[Referring expression pointing data]
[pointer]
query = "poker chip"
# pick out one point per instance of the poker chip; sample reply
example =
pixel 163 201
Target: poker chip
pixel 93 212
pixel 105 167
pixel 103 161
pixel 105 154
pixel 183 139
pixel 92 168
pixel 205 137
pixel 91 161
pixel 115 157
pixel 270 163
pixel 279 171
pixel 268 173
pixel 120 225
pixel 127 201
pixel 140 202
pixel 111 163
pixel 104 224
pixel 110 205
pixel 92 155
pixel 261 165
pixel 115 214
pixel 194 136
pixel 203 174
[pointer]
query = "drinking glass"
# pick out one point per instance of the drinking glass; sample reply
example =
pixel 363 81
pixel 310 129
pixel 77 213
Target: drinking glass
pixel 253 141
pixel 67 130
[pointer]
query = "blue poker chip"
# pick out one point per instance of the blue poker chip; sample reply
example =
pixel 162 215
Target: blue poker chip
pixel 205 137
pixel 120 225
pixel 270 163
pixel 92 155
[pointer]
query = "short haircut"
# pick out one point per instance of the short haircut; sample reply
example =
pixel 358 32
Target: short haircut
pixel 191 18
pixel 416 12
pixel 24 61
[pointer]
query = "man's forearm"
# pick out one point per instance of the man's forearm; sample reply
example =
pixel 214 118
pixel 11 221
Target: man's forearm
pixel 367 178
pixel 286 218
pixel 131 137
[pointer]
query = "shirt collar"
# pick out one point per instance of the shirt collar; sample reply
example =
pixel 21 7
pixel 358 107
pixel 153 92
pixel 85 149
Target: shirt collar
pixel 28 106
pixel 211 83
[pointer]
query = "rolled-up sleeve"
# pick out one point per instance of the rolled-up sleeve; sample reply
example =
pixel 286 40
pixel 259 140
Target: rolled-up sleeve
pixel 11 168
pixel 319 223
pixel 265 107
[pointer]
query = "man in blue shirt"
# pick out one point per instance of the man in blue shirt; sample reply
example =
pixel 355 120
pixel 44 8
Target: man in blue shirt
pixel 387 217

### Work instruction
An exact repetition of all the entries is required.

### Response below
[pointer]
query = "poker chip"
# pick out one point per instance of the poker chip; sample reply
example =
pixel 163 201
Target: poker chip
pixel 93 212
pixel 105 167
pixel 103 161
pixel 105 154
pixel 183 139
pixel 92 168
pixel 205 137
pixel 91 161
pixel 115 157
pixel 270 163
pixel 279 171
pixel 268 173
pixel 120 225
pixel 127 201
pixel 140 202
pixel 111 163
pixel 104 224
pixel 110 205
pixel 92 155
pixel 261 165
pixel 115 214
pixel 194 136
pixel 203 174
[pointer]
query = "drinking glass"
# pick out one point per instance of the drinking glass; sample reply
example =
pixel 363 81
pixel 310 129
pixel 77 213
Target: drinking glass
pixel 253 141
pixel 67 130
[pointer]
query = "blue poker chip"
# pick out one point per instance of the blue poker chip; sample reply
example =
pixel 162 215
Target: blue poker chip
pixel 205 137
pixel 120 225
pixel 270 163
pixel 92 155
[pointer]
query = "short haircut"
# pick out one point per instance of the short haircut; sample reply
example =
pixel 358 32
Target: short haircut
pixel 191 18
pixel 416 12
pixel 24 61
[pointer]
query = "man's forearm"
# pick out one point per instance of the man's forearm; sample reply
example =
pixel 214 118
pixel 11 221
Target: man's forearm
pixel 367 178
pixel 286 218
pixel 131 137
[pointer]
query = "shirt collar"
# pick out one point per instance of the shirt collar; sample reply
example =
pixel 21 7
pixel 358 107
pixel 153 92
pixel 85 149
Target: shirt collar
pixel 28 106
pixel 211 83
[pointer]
query = "rolled-up sleeve"
# pick out one point per instance of the rolled-up sleeve; sample reply
example =
pixel 286 40
pixel 259 140
Target: rolled-up sleeve
pixel 11 168
pixel 319 223
pixel 265 107
[pointer]
query = "man in blue shirt"
# pick out one point per instance of the man in blue shirt; sample reply
example =
pixel 355 120
pixel 44 8
Target: man in blue shirt
pixel 387 217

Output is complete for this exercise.